• [Given instruction 1]:
Update the listing from its first line through the line containing "instruction: mark the region of every instance of the shrub": put "bush" in place of "shrub" and keep everything else the same.

• [Article]:
From 84c15bc018fa2b64f36790ae06f76c418a5407ad Mon Sep 17 00:00:00 2001
From: Nikita Popov <nikita.ppv@gmail.com>
Date: Sat, 3 Jul 2021 18:09:19 +0200
Subject: [PATCH] [SCEVExpander] Support opaque pointers

This adds support for opaque pointers to expandAddToGEP() by always
generating an i8 GEP for opaque pointers. After looking at some other
cases (constexpr GEP folding, SROA GEP generation), I've come around
to the idea that we should use i8 GEPs for opaque pointers, because
the alternative would be to guess a GEP type from surrounding code,
which will not be reliable. Ultimately, i8 GEPs is where we want to
end up anyway, and opaque pointers just make that the natural choice.

There are a couple of other places in SCEVExpander that check pointer
element types, I plan to update those when I run across usable test
coverage that doesn't assert elsewhere.

Differential Revision: https://reviews.llvm.org/D105398
---
 .../Transforms/Utils/ScalarEvolutionExpander.cpp   | 172 +++++++++++----------
 .../Transforms/LoopStrengthReduce/opaque-ptr.ll    |  36 +++++
 2 files changed, 124 insertions(+), 84 deletions(-)

• [Data lines]:
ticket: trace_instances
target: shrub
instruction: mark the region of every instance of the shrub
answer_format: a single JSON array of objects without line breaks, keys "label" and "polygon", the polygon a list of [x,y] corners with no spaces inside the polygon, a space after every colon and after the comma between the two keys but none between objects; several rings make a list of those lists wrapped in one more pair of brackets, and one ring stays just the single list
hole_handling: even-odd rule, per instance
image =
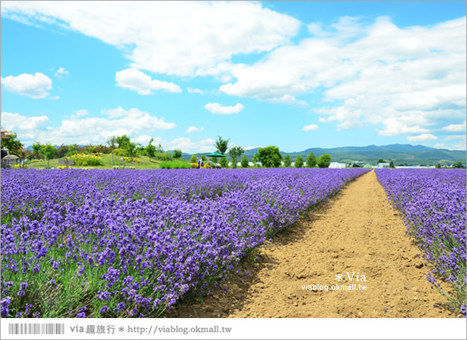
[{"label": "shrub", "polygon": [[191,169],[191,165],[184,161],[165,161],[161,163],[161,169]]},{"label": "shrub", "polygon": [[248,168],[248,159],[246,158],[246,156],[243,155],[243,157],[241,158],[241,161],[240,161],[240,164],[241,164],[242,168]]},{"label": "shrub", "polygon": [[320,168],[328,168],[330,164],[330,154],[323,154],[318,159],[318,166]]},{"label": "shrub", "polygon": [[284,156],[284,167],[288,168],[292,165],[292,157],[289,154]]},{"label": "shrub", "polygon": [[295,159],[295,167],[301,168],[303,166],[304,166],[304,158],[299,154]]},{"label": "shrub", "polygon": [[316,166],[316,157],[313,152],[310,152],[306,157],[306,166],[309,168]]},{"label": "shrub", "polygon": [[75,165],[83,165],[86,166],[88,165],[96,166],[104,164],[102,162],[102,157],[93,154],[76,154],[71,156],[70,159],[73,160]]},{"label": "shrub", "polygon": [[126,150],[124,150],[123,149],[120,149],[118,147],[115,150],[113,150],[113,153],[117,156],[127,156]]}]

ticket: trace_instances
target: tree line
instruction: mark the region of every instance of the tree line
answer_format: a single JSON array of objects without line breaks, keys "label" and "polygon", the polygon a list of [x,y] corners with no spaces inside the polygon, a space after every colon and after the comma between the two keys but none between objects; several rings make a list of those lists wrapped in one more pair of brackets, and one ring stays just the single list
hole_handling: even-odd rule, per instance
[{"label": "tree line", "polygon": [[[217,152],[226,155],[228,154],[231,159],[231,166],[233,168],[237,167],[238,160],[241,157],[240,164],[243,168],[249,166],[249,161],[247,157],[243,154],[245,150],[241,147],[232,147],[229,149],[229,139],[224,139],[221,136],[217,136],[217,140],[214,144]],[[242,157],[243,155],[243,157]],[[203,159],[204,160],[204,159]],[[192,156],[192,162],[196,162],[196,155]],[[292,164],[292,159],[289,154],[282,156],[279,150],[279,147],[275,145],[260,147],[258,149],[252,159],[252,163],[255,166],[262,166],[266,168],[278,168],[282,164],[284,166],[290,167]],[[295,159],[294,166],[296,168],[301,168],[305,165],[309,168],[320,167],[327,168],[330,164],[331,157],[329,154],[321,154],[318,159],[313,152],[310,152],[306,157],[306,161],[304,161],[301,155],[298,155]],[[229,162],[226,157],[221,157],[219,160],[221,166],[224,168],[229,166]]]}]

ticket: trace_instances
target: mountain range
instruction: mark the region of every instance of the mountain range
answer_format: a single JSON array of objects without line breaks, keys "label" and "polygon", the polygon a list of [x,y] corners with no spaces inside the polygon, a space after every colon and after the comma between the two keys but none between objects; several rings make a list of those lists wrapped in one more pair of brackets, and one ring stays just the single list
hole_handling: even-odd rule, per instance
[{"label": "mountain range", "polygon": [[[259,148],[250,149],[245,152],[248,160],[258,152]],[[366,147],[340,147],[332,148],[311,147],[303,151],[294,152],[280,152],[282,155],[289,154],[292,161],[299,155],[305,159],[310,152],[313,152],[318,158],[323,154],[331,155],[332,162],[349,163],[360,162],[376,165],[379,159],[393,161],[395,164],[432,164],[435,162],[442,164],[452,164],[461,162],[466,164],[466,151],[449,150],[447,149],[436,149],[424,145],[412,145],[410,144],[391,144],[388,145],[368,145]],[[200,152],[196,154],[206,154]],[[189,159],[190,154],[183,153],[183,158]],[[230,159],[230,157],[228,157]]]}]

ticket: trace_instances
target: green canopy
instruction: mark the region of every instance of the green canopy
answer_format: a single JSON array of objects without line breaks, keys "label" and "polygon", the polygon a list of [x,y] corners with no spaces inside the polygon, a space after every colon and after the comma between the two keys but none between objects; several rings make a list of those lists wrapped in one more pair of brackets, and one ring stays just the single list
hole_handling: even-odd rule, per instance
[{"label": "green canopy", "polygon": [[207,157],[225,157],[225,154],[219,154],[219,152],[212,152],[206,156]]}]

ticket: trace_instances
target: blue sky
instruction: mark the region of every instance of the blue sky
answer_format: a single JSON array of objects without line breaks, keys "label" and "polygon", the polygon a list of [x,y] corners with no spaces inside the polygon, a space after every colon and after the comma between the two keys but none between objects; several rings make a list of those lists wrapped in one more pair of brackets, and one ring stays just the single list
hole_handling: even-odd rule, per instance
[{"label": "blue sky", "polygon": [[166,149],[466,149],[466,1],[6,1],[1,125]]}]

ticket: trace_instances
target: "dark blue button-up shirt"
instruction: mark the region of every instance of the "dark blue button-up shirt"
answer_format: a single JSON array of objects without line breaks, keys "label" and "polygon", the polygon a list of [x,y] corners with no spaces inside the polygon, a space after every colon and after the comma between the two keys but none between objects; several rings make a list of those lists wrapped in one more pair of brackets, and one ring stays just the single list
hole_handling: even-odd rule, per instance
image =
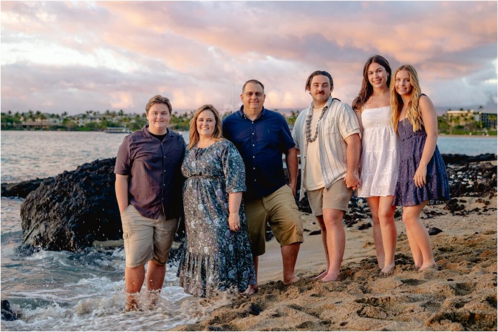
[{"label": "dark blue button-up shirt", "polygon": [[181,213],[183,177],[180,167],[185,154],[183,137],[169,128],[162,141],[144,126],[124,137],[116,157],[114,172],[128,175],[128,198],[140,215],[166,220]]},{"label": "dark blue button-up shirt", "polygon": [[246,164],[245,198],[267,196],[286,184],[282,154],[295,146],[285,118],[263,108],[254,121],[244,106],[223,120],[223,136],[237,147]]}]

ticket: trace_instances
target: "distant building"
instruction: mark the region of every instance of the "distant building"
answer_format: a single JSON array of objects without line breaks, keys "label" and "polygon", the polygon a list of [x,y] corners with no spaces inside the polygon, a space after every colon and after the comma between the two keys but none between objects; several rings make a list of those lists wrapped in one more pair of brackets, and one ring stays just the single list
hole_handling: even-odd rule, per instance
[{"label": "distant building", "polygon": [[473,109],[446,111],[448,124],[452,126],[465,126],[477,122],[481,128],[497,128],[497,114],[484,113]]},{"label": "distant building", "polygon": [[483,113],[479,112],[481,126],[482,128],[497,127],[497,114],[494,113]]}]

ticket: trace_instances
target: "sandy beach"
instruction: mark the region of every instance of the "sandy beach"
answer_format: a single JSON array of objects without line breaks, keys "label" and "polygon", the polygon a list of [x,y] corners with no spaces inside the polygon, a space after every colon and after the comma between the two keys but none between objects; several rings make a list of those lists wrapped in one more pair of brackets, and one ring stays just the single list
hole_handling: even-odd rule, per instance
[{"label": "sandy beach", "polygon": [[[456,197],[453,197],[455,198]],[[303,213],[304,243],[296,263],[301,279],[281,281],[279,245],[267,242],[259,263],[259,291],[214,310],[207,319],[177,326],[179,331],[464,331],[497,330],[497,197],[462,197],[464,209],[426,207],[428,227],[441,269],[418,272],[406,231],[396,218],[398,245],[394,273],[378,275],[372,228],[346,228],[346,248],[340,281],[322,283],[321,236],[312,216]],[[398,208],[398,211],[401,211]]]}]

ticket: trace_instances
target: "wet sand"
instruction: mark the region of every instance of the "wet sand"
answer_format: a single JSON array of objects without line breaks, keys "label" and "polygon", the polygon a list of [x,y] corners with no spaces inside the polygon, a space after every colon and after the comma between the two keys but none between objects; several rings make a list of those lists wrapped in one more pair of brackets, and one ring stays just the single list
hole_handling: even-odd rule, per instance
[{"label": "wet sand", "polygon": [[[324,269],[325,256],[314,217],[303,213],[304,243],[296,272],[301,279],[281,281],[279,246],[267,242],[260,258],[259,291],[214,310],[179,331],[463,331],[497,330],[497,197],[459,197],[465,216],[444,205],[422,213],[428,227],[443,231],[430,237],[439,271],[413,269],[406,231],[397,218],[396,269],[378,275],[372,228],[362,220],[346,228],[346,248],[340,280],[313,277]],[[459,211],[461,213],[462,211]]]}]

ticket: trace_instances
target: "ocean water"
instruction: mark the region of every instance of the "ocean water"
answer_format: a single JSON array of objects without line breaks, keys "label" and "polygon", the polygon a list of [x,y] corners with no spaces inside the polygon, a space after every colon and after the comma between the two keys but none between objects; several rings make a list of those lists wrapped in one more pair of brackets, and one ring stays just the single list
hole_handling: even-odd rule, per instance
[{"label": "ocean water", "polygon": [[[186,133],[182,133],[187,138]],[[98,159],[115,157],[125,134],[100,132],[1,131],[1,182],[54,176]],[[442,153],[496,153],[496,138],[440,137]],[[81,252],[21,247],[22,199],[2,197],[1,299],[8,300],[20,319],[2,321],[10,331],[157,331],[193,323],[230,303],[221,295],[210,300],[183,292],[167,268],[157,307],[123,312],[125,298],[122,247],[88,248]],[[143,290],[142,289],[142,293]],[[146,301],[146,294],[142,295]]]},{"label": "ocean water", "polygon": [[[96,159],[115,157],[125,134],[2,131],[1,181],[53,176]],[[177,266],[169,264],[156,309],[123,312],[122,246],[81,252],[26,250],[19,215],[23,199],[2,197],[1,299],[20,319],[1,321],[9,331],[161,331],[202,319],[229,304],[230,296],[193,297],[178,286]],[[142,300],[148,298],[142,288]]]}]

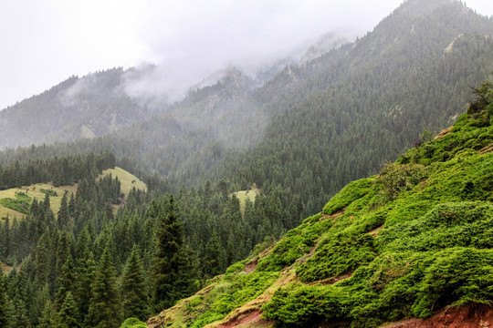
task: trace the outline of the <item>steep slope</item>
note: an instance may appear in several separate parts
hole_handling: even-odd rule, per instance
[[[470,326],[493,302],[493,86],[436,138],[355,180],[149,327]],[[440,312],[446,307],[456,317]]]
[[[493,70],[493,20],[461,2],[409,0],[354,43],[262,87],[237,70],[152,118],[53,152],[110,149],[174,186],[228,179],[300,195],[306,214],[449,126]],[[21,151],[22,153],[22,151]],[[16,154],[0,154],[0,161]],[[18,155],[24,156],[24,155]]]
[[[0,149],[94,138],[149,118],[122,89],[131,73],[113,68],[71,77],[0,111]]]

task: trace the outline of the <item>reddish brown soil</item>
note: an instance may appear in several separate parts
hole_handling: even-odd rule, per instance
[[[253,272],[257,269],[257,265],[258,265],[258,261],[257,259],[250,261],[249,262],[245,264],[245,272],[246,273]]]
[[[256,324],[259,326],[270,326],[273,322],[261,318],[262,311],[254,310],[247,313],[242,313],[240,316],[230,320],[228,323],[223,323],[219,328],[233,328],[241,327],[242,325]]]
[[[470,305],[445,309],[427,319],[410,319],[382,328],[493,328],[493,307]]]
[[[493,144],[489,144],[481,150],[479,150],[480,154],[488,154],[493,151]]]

• [Given instruction 2]:
Go on with the SCEVExpander opaque-pointer patch from where it stops.

• [Task output 1]:
ticket: trace_instances
target: bush
instruction: mark the region of every instance of the bush

• [Task output 2]:
 create mode 100644 llvm/test/Transforms/LoopStrengthReduce/opaque-ptr.ll
diff --git a/llvm/lib/Transforms/Utils/ScalarEvolutionExpander.cpp b/llvm/lib/Transforms/Utils/ScalarEvolutionExpander.cpp
index b62b26e..1cf3f97 100644
--- a/llvm/lib/Transforms/Utils/ScalarEvolutionExpander.cpp
+++ b/llvm/lib/Transforms/Utils/ScalarEvolutionExpander.cpp
@@ -453,8 +453,6 @@ Value *SCEVExpander::expandAddToGEP(const SCEV *const *op_begin,
                                     PointerType *PTy,
                                     Type *Ty,
                                     Value *V) {
-  Type *OriginalElTy = PTy->getElementType();
-  Type *ElTy = OriginalElTy;
   SmallVector<Value *, 4> GepIndices;
   SmallVector<const SCEV *, 8> Ops(op_begin, op_end);
   bool AnyNonZeroIndices = false;
@@ -465,93 +463,97 @@ Value *SCEVExpander::expandAddToGEP(const SCEV *const *op_begin,
 
   Type *IntIdxTy = DL.getIndexType(PTy);
 
-  // Descend down the pointer's type and attempt to convert the other
-  // operands into GEP indices, at each level. The first index in a GEP
-  // indexes into the array implied by the pointer operand; the rest of
-  // the indices index into the element or field type selected by the
-  // preceding index.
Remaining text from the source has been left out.